◆ What is needed
Rewrite the records starting at the line containing "Target: mountain" and ending at the last line of the records, changing every "drop a dot" to "place a point" and leaving everything else as it is.

◆ Image object location entries
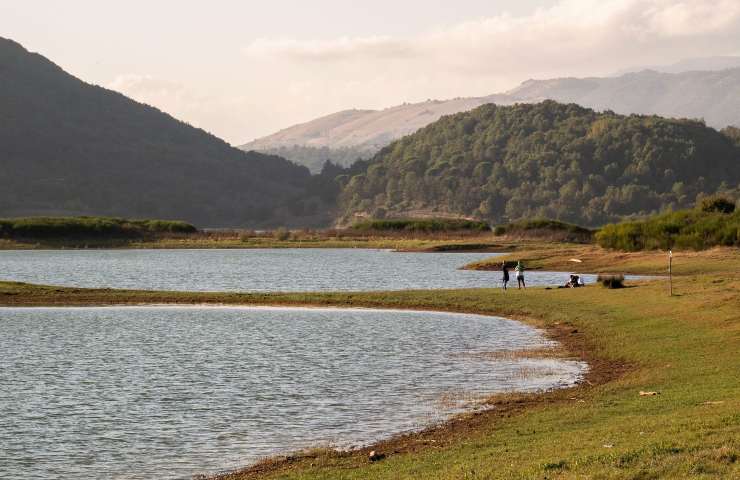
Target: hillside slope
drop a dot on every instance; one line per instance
(68, 147)
(549, 160)
(345, 136)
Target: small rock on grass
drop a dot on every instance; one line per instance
(375, 456)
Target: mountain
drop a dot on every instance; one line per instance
(345, 136)
(68, 147)
(564, 162)
(691, 65)
(710, 95)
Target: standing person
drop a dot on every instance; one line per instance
(520, 274)
(505, 271)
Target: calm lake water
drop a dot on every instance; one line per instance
(269, 270)
(168, 392)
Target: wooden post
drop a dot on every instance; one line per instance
(670, 272)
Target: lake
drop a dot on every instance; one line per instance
(168, 392)
(257, 270)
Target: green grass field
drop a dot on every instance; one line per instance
(685, 347)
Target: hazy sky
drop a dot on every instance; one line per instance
(243, 69)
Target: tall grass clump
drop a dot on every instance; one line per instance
(611, 281)
(422, 225)
(88, 227)
(546, 229)
(698, 229)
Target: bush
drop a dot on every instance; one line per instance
(546, 228)
(281, 234)
(688, 229)
(421, 225)
(88, 227)
(717, 204)
(611, 281)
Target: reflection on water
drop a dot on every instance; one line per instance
(151, 392)
(271, 270)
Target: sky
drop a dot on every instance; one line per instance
(245, 69)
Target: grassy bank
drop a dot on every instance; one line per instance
(719, 261)
(637, 339)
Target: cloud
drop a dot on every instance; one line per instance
(331, 50)
(225, 115)
(572, 33)
(277, 82)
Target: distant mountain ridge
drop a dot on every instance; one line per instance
(71, 148)
(710, 95)
(544, 160)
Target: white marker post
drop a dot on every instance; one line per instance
(670, 272)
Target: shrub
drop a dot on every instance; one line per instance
(717, 203)
(689, 229)
(611, 281)
(88, 227)
(421, 225)
(281, 234)
(548, 229)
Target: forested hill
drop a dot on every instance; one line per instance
(71, 148)
(565, 162)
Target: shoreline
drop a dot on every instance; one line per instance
(570, 346)
(495, 407)
(635, 340)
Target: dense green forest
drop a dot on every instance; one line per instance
(70, 148)
(545, 160)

◆ Result of this exercise
Target: mountain
place a point on every instance; one line per instance
(345, 136)
(68, 147)
(564, 162)
(691, 65)
(710, 95)
Target: standing person
place a point on every instance; one line per instance
(520, 274)
(505, 271)
Target: calm lake water
place a point on every instance; one line per instance
(269, 270)
(168, 392)
Target: wooden post
place a point on every instance; one line per instance
(670, 272)
Target: lake
place a point on every instance; one line per instance
(168, 392)
(257, 270)
Target: green grass field
place a point on every instance; one line per instance
(685, 347)
Target: hazy sky
place a point on every instance; one line per instance
(243, 69)
Target: tall grass clump
place a point on every instance; one line per instance
(611, 281)
(422, 225)
(88, 227)
(546, 229)
(698, 229)
Target: bush
place a point on every instance; one line per instance
(546, 228)
(281, 234)
(688, 229)
(421, 225)
(88, 227)
(717, 204)
(611, 281)
Target: reflection on water
place a point on every instance; one line per instance
(151, 392)
(271, 270)
Target: sky
place a point on every instance; one line per instance
(245, 69)
Target: grassy bank
place a point on every instance; one line per instance
(719, 261)
(637, 339)
Target: cloud
place a point on every instance; one line per instance
(331, 50)
(225, 115)
(572, 33)
(277, 82)
Target: distant mountain ridge
place a point on every instance; one line per instance
(71, 148)
(710, 95)
(544, 160)
Target: white marker post
place a point on every instance; one line per instance
(670, 272)
Target: shrub
place a point on every instance; one line per instance
(717, 203)
(689, 229)
(611, 281)
(88, 227)
(421, 225)
(281, 234)
(548, 229)
Target: forested hill
place a point on every instance; one line per instance
(71, 148)
(565, 162)
Target: shoreline
place a point on every instance; one line per instance
(570, 346)
(495, 407)
(635, 340)
Target: dense green forest
place a point on every instance; one line per instance
(70, 148)
(545, 160)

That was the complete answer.